Dataset entries
● ● ●
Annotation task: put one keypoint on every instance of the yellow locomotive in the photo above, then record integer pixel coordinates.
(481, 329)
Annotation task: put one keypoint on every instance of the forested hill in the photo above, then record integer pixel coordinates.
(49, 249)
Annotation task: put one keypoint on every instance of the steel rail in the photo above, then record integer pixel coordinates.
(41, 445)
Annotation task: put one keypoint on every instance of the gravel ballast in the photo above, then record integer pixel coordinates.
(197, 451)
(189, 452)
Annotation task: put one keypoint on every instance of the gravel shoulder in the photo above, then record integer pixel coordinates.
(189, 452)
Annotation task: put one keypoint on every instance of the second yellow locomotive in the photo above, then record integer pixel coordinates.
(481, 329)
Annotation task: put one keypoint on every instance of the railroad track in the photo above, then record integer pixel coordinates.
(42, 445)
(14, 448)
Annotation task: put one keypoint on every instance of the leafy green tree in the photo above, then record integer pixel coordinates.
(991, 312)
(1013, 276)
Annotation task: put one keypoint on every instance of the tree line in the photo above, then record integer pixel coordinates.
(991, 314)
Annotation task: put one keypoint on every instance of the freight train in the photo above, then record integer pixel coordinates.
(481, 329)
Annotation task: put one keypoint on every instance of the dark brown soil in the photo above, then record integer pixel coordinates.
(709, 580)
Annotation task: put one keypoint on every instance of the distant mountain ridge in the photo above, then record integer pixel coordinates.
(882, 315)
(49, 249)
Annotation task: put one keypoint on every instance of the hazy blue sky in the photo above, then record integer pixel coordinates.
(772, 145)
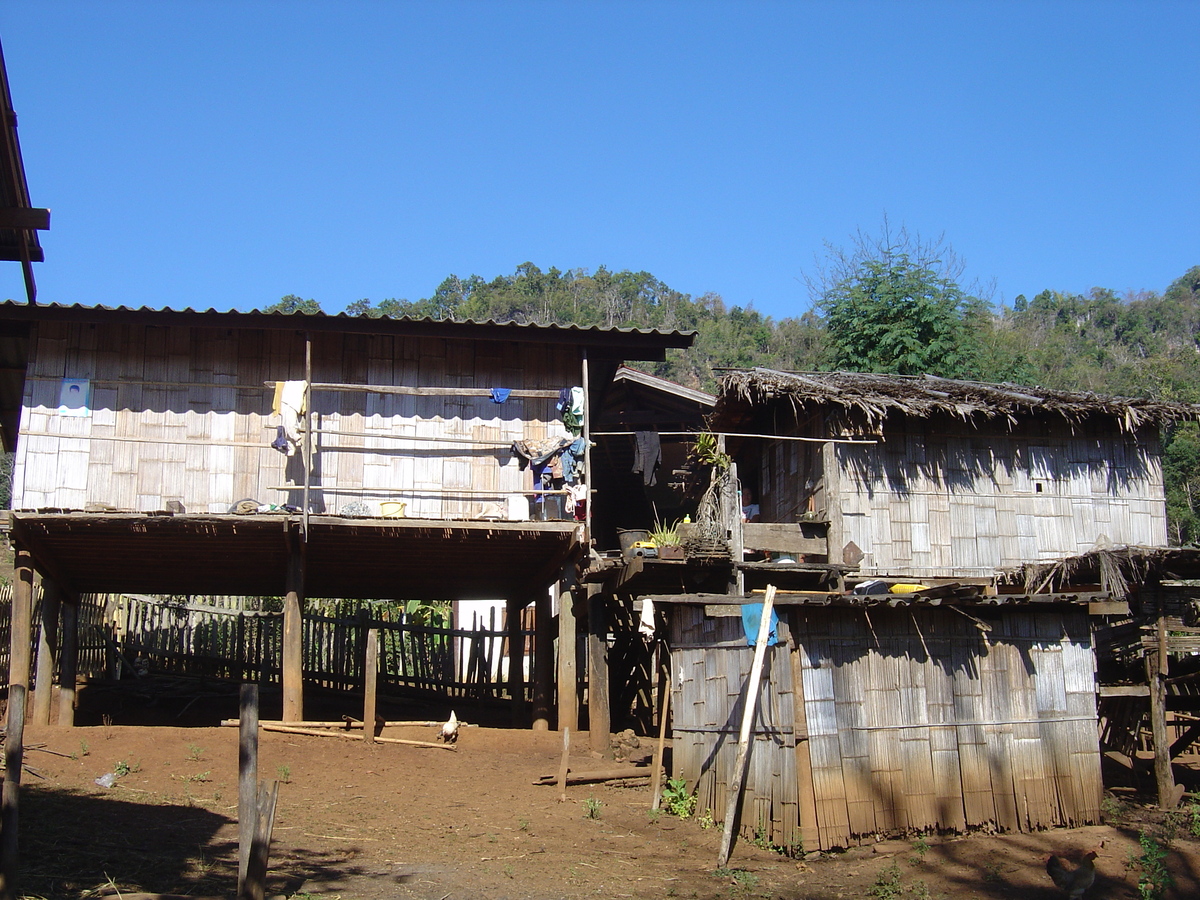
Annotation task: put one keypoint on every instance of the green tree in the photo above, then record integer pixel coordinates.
(893, 304)
(292, 303)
● ● ●
**WHAT TO DO:**
Leave out the pictures, then copy all the remaining text in the records exactly.

**SOLUTION TO THIS EXERCISE:**
Annotation task: put one keypoint on every instance of the yellow locomotive in the photo above, then record integer pixel coordinates.
(481, 329)
Annotation task: put one keypoint on every instance of the forested hill in the photo above, then record integer pixel coordinates.
(49, 249)
Annotation task: put one keypoint on every instance of the steel rail in the photo above, then record integer pixel coordinates.
(41, 445)
Annotation task: put one keypoint on every instance of the gravel ballast in the photo above, then record integer pixel coordinates.
(197, 451)
(189, 452)
Annotation task: put one keypoint on every instance of the gravel shoulder in the photo above, then record integer pixel coordinates.
(189, 452)
Annotation task: put one keypoint on every instance of the second yellow locomotive in the photo above, then record integer pixel coordinates.
(481, 329)
Annotation task: put one keypoint on every instance of the railroad track in the photo above, then record integer pixel coordinates.
(42, 445)
(14, 448)
Annotation task: put one keypoint on every instance of the leafy green tree in the photo above, then record integer pixel coordinates.
(991, 312)
(1013, 276)
Annotation task: put one keypoint on every instance of the tree line in the photo above, then record integer pixel coordinates.
(991, 314)
Annotation task: put one keypoint on every instance of the freight train in the photo above, then record integer pixel coordinates.
(481, 329)
Annotation task: put one keypoint on every instance of the dark brown soil in the photo above, then record integer pixel coordinates.
(709, 580)
Annotation task: put one keypoint on every instance of the distant mountain ridge in the photo above, then record integer pixel coordinates.
(882, 315)
(49, 249)
Annotation task: put one keypoint on every instance of the hazy blue sky in the photo above, then record integer pixel coordinates.
(772, 145)
Annotation task: put one keypoint on every instance of the green tree in the photo above, then record integer pixel coordinates.
(893, 304)
(292, 303)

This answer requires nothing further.